* _Problem 1_:
In the passage on drug particle production, translate this sentence into Spanish: "The problem is that the drying process is hard to control and yields API particles that vary in size and shape."
* _Problem 2_:
Pick up the passage on drug particle production after its final sentence and keep writing it.

* _Text passage_:
——————
At present, most drug particle production methods involve spraying droplets of a solution into a hot air environment where, after the liquid has dried, solid spheres of active pharmaceutical ingredient (API) are formed.
The problem is that the drying process is hard to control and yields API particles that vary in size and shape. This challenge prompted Dr Meng Wai Woo and his team at Monash University in Melbourne to start looking for alternatives and ultimately develop the new method, which is known as anti-solvent vapour precipitation.
Meng told in-Pharmatechnologist.com the approach "involves spraying the tiny drug droplets into mildly hot ethanol vapour environment [where] the particles are formed not due to drying but due to the solids becoming less soluble in the droplet, as the droplet absorbs the ethanol vapour.”
The scientists claim they can produce drug particles smaller than a micron in diameter, which is much smaller than those made using conventional dehydrating mechanisms that are limited by droplet size.
While these ultra-small particles could be used to develop for example more effective inhaled drug formulations, there are also potential advantages for manufacturers according to Meng.
“The main economic benefit from this technique is that smaller and more uniform particles can potentially be produced without the need to use smaller atomizers to generate the droplets.
——————
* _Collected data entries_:
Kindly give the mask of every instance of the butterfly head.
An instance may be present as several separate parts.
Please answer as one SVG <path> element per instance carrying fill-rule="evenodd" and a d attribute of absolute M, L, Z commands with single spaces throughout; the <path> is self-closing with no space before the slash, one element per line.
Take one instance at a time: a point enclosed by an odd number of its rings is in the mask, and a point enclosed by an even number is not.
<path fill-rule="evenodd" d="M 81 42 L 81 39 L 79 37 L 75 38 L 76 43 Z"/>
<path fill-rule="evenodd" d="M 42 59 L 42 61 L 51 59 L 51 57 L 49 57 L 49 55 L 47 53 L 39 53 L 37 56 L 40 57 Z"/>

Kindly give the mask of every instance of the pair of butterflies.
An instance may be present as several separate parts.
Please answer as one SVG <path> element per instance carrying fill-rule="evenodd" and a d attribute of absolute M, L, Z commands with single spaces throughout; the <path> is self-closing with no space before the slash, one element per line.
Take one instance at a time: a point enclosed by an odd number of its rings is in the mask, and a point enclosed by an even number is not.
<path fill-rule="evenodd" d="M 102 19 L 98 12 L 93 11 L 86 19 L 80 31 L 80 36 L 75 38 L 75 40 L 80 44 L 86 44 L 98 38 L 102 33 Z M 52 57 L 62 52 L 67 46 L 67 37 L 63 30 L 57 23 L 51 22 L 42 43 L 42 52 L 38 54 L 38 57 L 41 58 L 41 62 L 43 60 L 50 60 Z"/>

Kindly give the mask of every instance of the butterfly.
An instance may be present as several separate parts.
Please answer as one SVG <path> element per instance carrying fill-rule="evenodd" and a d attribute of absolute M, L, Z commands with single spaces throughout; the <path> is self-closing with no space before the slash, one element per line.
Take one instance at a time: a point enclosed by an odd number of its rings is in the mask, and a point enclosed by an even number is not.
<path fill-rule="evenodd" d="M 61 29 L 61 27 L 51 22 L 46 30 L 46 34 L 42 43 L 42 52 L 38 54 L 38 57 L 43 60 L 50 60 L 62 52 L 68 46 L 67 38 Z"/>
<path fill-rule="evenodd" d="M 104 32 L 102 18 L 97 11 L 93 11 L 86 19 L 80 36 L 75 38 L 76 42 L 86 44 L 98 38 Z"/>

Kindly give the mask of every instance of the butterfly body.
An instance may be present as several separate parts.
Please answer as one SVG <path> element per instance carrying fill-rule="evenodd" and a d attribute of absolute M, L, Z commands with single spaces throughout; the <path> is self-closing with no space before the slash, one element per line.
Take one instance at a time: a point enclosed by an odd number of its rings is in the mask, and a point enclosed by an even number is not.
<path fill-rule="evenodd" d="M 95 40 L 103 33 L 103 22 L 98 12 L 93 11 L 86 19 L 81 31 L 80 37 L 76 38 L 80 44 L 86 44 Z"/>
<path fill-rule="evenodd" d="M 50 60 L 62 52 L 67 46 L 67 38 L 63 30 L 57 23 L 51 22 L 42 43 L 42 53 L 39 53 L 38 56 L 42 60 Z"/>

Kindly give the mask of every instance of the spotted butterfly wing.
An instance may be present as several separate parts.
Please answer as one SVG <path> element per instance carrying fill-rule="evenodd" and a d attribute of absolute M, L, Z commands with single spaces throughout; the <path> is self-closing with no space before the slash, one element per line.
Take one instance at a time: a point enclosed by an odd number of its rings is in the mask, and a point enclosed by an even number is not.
——————
* _Written answer 1_:
El problema es que el proceso de secado es difícil de controlar y produce partículas de API que varían en tamaño y forma.

* _Written answer 2_:
“This will translate to higher production rate and higher financial return from the process. The new technique also negates the need for milling operation for particle size reduction, which is one of the current practices to make such ultrafine particles.”
The team has been using the ethanol-based approach to produce API particles in 2011 and first demonstrated the approach to drugmakers at the18th International Drying Symposium in Xiamen, China, last year.
The plan now is to further showcase the technology at industry event according to Meng, who set out the group’s strategy.
“We are now developing a demonstration unit for this new process which is due to complete by the end of the year. Once the demonstration unit is fully running, we will then invite pharmaceutical companies for further discussion on the tech."